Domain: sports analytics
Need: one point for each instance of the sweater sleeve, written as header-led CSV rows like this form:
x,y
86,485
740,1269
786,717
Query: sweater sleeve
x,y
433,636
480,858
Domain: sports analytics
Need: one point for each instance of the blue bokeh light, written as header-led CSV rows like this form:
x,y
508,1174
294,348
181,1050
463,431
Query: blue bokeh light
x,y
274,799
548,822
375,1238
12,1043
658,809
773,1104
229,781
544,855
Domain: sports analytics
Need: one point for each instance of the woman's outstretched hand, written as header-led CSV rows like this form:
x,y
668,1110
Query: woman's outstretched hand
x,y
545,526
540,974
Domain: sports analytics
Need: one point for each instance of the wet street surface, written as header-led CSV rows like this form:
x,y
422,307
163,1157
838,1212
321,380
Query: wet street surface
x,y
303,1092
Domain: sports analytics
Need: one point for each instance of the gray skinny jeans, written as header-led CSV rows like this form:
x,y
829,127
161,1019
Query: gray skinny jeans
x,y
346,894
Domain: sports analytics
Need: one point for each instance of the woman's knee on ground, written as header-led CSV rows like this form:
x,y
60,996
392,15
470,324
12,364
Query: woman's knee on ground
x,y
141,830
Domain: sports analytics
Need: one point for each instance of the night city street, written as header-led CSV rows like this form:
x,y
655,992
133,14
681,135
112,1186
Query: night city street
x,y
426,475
+ + + + + + +
**Aim of the task**
Transcribe all of the data, keeping every line identical.

**Response for this exercise**
Domain: sports analytics
Need: one point for each instance of the sweater sleeve, written as header-led CSV rows like this form:
x,y
86,485
740,1269
786,717
Query: sweater sleeve
x,y
433,636
480,858
Domain: sports analytics
Need: one point for each instance of the blue bokeh light, written as header-led CSV rows like this form:
x,y
508,1174
294,348
181,1050
463,431
Query: blue bokeh light
x,y
274,799
548,822
375,1238
12,1043
658,809
773,1104
229,781
544,855
Domain: sports analytics
Need: one point for each instance of the woman's outstretched hand, written as header-led CSV rows like this form:
x,y
668,1110
Query: woman's outstretched hand
x,y
545,526
540,974
Domain: sports analytics
Need: one point for each instance of the wet street surface, written as header-led CSV rows like this form:
x,y
422,307
163,1157
838,1212
321,380
Query: wet street surface
x,y
303,1092
Domain: sports analytics
Need: one point for each instance of the gray skinny jeans, written as header-led CSV rows like this form:
x,y
829,127
161,1019
Query: gray skinny jeans
x,y
346,894
Domain: sports analytics
Need: one point for each instance of the woman's knee on ground, written as header-led CSV rows like this form:
x,y
60,996
392,15
470,324
12,364
Query: woman's knee on ground
x,y
141,830
Domain: sports analytics
Need: one point for each instance of the night city street, written as header-led CSV rows like this form:
x,y
655,992
133,14
681,135
112,1186
Query: night city street
x,y
426,475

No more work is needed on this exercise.